SHORT PROBLEM: Which lines of the records below contain the string "tire", matching case exactly? Pick out and copy each of them.
[Begin SUPPLIED MATERIAL]
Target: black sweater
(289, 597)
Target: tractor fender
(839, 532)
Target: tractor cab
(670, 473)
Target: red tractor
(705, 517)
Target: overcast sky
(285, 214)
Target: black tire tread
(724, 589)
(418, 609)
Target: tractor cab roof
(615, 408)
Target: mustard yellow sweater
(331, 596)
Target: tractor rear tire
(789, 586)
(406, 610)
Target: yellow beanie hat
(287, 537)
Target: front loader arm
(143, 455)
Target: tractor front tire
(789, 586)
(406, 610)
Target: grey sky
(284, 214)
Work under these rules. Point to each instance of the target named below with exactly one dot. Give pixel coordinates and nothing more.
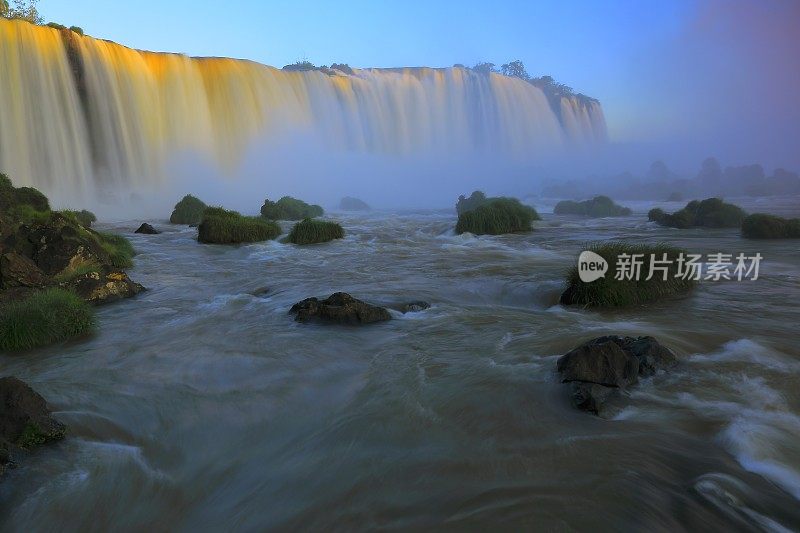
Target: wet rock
(598, 369)
(261, 292)
(25, 421)
(18, 271)
(147, 229)
(599, 361)
(414, 307)
(99, 288)
(341, 308)
(60, 245)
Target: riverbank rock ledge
(599, 369)
(147, 229)
(340, 308)
(25, 420)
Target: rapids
(198, 405)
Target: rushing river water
(201, 406)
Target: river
(202, 405)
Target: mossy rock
(220, 226)
(709, 213)
(762, 226)
(189, 210)
(288, 208)
(611, 292)
(311, 231)
(496, 217)
(597, 207)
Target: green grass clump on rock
(288, 208)
(497, 216)
(188, 211)
(610, 292)
(220, 226)
(599, 206)
(761, 226)
(311, 231)
(43, 318)
(709, 213)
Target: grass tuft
(497, 216)
(43, 318)
(311, 231)
(610, 292)
(709, 213)
(189, 210)
(220, 226)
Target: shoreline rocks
(339, 308)
(599, 369)
(147, 229)
(25, 420)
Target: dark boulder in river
(341, 308)
(147, 229)
(600, 368)
(25, 420)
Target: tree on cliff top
(515, 69)
(23, 10)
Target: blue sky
(663, 69)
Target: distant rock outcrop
(349, 203)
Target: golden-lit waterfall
(80, 113)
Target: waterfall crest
(80, 113)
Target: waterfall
(80, 114)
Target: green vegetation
(72, 272)
(599, 206)
(15, 197)
(119, 249)
(497, 216)
(761, 226)
(188, 211)
(311, 231)
(45, 317)
(610, 292)
(220, 226)
(710, 213)
(475, 200)
(288, 208)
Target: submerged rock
(598, 369)
(25, 421)
(147, 229)
(99, 288)
(414, 307)
(339, 307)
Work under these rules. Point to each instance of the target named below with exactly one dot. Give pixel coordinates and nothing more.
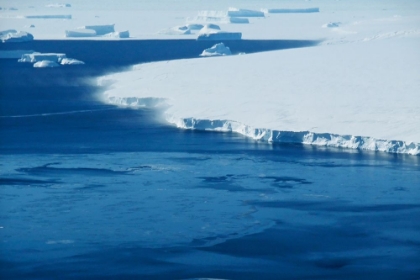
[End SUPPLIED MATERIAL]
SOLUTION:
Target: black tire tread
Target: tractor rear tire
Target: tractor front tire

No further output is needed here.